* _DOCUMENT PASSAGE_
■ ■ ■ ■ ■ ■ ■

# locked out of deer lease



## O/G SALTY (Jun 7, 2006)

The ? is what would you do if you drove 300 miles, arrive at the deer lease and someone placed a 2nd lock that u did not have a key for, keep in mind it is 3am and did not have any phone #s to the owner.


----------



## El Cazador (Mar 4, 2005)

Good question... what did _you_ do?


----------



## ANGEL (May 21, 2004)

If you are there hunting , then you must have a gun and ammo 
use your imagination lol


----------



## haparks (Apr 12, 2006)

i would have shot the lock off if my dues were paid--cuz u can ask forgiveness after the fact--u should always have access i ur paid up


----------



## Seemorehinie (Aug 12, 2005)

*Lease*

Is it your lease or a friends?


----------



## O/G SALTY (Jun 7, 2006)

can you say 30/30


----------



## FREON (Jun 14, 2005)

Either a lock would have been shot off or a gate would have come unhinged


----------



## O/G SALTY (Jun 7, 2006)

Guess who shows up around 515pm while we are bowhunting?


----------



## kurt68 (May 21, 2004)

Who?


----------



## rattletrap (Sep 9, 2005)

How much is bond for shooting the lock off??????


----------



## Aggiewes (Jan 10, 2005)

Finish the story.... This is getting good!


----------



## speckle-catcher (May 20, 2004)

cut the [email protected] and tell us the whole story at the same time.

this stringing along bidness is driving me nuts.


----------



## Too Tall (May 21, 2004)

O/G SALTY said:


> Guess who shows up around 515pm while we are bowhunting?


Your buddy who put the lock on to keep you from hunting his stand. Or getting out into the field before he could get to the lease.


----------



## scubaru (Mar 28, 2005)

OMG! Who? Was it that bunny with a pancake on it's head?

_skeet, skeet, skeet, skeet!!!!_


----------



## wahoo (Jun 2, 2004)

Happened to me a few years ago... the property got repo'd from the owner by the IRS. We lost our money in the middle of the season. Lots of fun. Even lost some of the stuff that we had on the property....


----------



## nasakid (May 21, 2004)

Did you mean this one?


----------



## scubaru (Mar 28, 2005)

Dayum! He showed up at your place too?


----------



## speckle-catcher (May 20, 2004)

man - my picture's been potlicked!

I gotta get some new ones!


----------



## Droptine (Dec 9, 2004)

Happened to us once. Good thing I keep a good set of bolt cutters in the tool box on the truck. One link out of the chain and we were in. Next day the landowner cleared it up with the neighbor who had locked us out.


DT


----------



## Swampus (Sep 1, 2005)

now THATS funny!!


----------



## StinkBait (May 31, 2004)

My place where I hunt is land locked, bolt cutters go with me on every trip out there.


----------



## StinkBait (May 31, 2004)

Off-topic but that was my 1000th post! Hip Hip Hooray!


----------



## Trouthunter (Dec 18, 1998)

I always carry a #24 key in my toolbox and it's opened many a locked out gate...just ask the InfamousJ. 

TH


----------



## O/G SALTY (Jun 7, 2006)

The owners showed up honking there horn rounding up cows, I am assuming they didn't see our chevy on the road with our gear in it no couretsy during hunting hours, besides that they were p-off over the lock!


----------



## Blue Water Ho (May 21, 2004)

AL-umineum said:


> Omg!!!!


uh. OMG, ***, HA!

■ ■ ■ ■ ■ ■ ■

* _DATA EXTRACT_
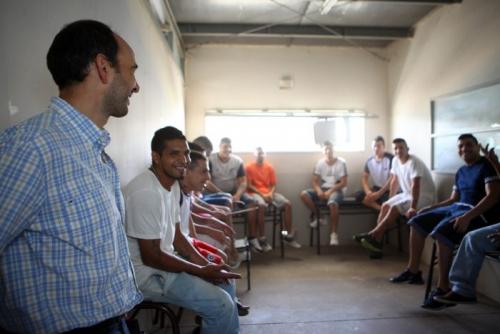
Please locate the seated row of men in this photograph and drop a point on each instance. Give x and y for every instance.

■ ■ ■ ■ ■ ■ ■

* _WHAT TO PRODUCE_
In the forum thread about being locked out of a deer lease, who does wahoo say repossessed the property from the owner?

* _ANSWER TO THIS TASK_
The IRS repossessed the property from the owner.